Он захохотал. В этом желании прикоснуться ко всему, успеть все была какая-то пленяющая творческая жадность, точно у Дюма, хотя строй его писательской души был совсем иным. Но чем-то, какими-то черточками своего человеческого характера он был действительно похож на него. Он был так же трудолюбив, как этот француз, написавший целую библиотеку. Садясь за стол, за обед, он так же чувствовал себя мастеровым, рабочим человеком, который хорошо поработал и поэтому имеет право поесть.
Вспоминаю рассказ самого Толстого об одном из его портретов.
У П. П. Кончаловского есть портрет Алексея Толстого. Он превосходен. Кончаловский сперва написал Толстого, а потом перед ним на первом плане написал чудеснейший натюрморт. Это были блюда, кушанья, бокалы. Это был Алексей Толстой за обедом. Этот портрет как будто опрокидывал все традиции русского писательского портрета. Казалось, в нем нет ничего от литературы.
Прибавка к портрету была сделана заочно, без ведома Толстого.

Исходные данные -

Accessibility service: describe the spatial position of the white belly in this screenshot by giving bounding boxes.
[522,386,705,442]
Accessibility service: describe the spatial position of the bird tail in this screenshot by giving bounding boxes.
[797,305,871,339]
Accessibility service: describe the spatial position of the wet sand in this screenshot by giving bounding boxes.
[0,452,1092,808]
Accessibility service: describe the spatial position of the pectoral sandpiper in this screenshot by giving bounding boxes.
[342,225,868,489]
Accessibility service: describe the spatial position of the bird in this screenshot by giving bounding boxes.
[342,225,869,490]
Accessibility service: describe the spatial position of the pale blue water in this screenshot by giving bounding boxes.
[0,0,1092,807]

Цель упражнения - Укажите, соответствуют ли фрагменту текста следующие утверждения, и для каждого ответьте «да» или «нет» с точной цитатой, на которой основан ответ. (a) Кончаловский написал натюрморт раньше, чем самого Толстого. (b) Натюрморт добавили к портрету без ведома Толстого. (c) Среди предметов на первом плане портрета есть бокалы.

Ответ -
(a) Нет: «Кончаловский сперва написал Толстого, а потом перед ним на первом плане написал чудеснейший натюрморт».
(b) Да: «Прибавка к портрету была сделана заочно, без ведома Толстого».
(c) Да: «Это были блюда, кушанья, бокалы».